**Tasks and exercises**
a: Name every feature listed under "Features" on the Video Insight page.
b: Copy everything from "1. The app processes" down to "different summary styles)" on the Video Insight page, swapping "videos" for "recordings" throughout.

**Text provided**
* * * *

/Video-Insight

A macOS application that helps you analyze video content.

Primary LanguageSwiftMIT LicenseMIT

Video Insight

Video Insight is a macOS application that helps you analyze video content by extracting text using OCR (Optical Character Recognition) and generating summaries using Ollama AI. It's particularly useful for processing educational videos, presentations, or any content with text overlays.

Features

  • Video Frame Analysis: Automatically extracts frames from videos and performs OCR
  • Text Recognition: Uses Vision framework to detect and extract text from video frames
  • AI-Powered Summaries: Generates concise summaries of extracted text using Ollama
  • Interactive Timeline: Visual timeline of video frames with extracted text
  • Video Playback: Built-in video player with frame-specific navigation
  • Text Editing: Edit and correct OCR results manually
  • Multiple Export Options: Copy summaries in plain text or markdown format

TBD

  • Add voice-to-text recognition and integrate it in summary
  • Store video anaysis history locally
  • Chat to Ollama in summary panel
  • Integrate video frames and summary into a document
  • Manually add or delete key frames

Requirements

  • macOS
  • Ollama installed locally (or accessible via network)
  • Sufficient disk space for video processing

Setup

  1. Install Ollama on your machine

  2. Pull models (llama3.2:3b is suggested). Paste the following command in the terminal:

    ollama pull llama3.2:3b
    
  3. Launch Video Insight

  4. Configure Ollama settings (⌘,):

    • Ollama URL (default: localhost:11434)
    • Model name (default: llama3.2:3b)
    • Summary copy format preference

Usage

Basic Operations

  1. Import Video:

    • Drag and drop video files into the app
    • Use Open Video button (⌘O)
  2. Navigate Content:

    • Use the timeline on the right to browse video frames
    • Click on frames to view extracted text
    • Use the video player controls for playback
  3. View and Edit Text:

    • View OCR text below the video
    • Edit text using the Edit button (⌘E)
    • Reset edited text using Reset button (⌘⇧R)
  4. Generate Summaries:

    • Click Summarize button (⌘⇧S) to generate AI summary
    • View summaries in markdown format
    • Copy summaries using the Copy button

Keyboard Shortcuts

  • ⌘O - Open video
  • ⌘, - Open settings
  • ⌘E - Toggle text editing
  • ⌘⇧R - Reset text to OCR
  • ⌘R - Jump to current frame
  • ⌘⇧S - Generate/view frame summary
  • ⌥⇧S - Generate/view video summary
  • ⌘⇧C - Copy text
  • ⌥⇧C - Copy frame image
  • ⌘⇧L - Toggle sidebar
  • ⌘1-9 - Quick switch between videos

How It Works

  1. The app processes videos by extracting frames at regular intervals
  2. Each frame is analyzed using Vision framework for text extraction
  3. Extracted text is filtered to remove duplicates and irrelevant content
  4. Ollama AI generates concise summaries of the extracted text
  5. Results are presented in an interactive interface for easy navigation

Tips

  • For best results, use videos with clear, readable text
  • Adjust playback to verify text extraction accuracy
  • Edit OCR results manually if needed for better summaries
  • Use keyboard shortcuts for faster navigation
  • Configure Ollama model based on your needs (different models may provide different summary styles)

Privacy & Security

  • All processing is done locally on your machine
  • No data is sent to external servers (except to your configured Ollama instance)
  • Video files are accessed with read-only permissions

* * * *

**Dataset rows**

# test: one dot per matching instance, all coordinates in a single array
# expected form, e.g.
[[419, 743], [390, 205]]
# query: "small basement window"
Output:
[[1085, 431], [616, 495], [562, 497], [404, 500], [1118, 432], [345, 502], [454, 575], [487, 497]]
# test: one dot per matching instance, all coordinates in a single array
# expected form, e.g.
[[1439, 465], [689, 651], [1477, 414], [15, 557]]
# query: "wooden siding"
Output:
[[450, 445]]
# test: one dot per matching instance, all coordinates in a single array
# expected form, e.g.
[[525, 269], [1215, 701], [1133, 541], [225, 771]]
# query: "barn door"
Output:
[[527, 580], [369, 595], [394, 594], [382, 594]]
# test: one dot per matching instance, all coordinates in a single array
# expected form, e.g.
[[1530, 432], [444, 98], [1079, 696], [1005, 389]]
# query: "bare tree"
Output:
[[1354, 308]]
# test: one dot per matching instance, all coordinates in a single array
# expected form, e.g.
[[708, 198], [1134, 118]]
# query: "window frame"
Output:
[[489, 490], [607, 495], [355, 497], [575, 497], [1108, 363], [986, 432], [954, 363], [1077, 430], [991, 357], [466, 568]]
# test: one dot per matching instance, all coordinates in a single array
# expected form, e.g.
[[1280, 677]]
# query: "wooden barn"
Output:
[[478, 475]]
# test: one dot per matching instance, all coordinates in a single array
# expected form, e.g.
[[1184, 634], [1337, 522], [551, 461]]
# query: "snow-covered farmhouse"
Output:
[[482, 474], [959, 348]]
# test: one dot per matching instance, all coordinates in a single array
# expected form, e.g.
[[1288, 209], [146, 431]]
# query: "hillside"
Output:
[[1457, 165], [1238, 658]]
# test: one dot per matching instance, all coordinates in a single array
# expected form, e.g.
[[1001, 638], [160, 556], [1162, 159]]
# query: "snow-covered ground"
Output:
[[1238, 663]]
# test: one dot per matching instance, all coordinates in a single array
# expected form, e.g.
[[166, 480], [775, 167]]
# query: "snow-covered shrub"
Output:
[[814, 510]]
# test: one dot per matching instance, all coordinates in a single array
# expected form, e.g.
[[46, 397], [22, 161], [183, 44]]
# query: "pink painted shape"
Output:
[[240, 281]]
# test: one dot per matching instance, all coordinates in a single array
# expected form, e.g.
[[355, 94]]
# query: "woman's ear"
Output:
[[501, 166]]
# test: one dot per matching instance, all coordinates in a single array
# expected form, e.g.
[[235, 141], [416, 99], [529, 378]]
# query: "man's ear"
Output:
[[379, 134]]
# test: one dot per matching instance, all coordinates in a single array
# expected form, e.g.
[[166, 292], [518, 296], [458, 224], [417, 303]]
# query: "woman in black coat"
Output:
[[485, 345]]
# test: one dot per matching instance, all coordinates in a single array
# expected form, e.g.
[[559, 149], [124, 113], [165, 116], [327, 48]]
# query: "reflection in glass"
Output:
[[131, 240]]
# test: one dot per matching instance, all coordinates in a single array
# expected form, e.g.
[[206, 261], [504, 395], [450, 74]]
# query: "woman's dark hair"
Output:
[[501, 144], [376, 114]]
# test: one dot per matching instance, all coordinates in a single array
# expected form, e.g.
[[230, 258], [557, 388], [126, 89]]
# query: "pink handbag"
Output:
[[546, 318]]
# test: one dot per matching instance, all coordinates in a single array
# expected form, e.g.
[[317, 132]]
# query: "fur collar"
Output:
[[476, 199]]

* * * *

**Responses per task**
a:
- Video Frame Analysis
- Text Recognition
- AI-Powered Summaries
- Interactive Timeline
- Video Playback
- Text Editing
- Multiple Export Options

b:
1. The app processes recordings by extracting frames at regular intervals
  2. Each frame is analyzed using Vision framework for text extraction
  3. Extracted text is filtered to remove duplicates and irrelevant content
  4. Ollama AI generates concise summaries of the extracted text
  5. Results are presented in an interactive interface for easy navigation

Tips

  • For best results, use recordings with clear, readable text
  • Adjust playback to verify text extraction accuracy
  • Edit OCR results manually if needed for better summaries
  • Use keyboard shortcuts for faster navigation
  • Configure Ollama model based on your needs (different models may provide different summary styles)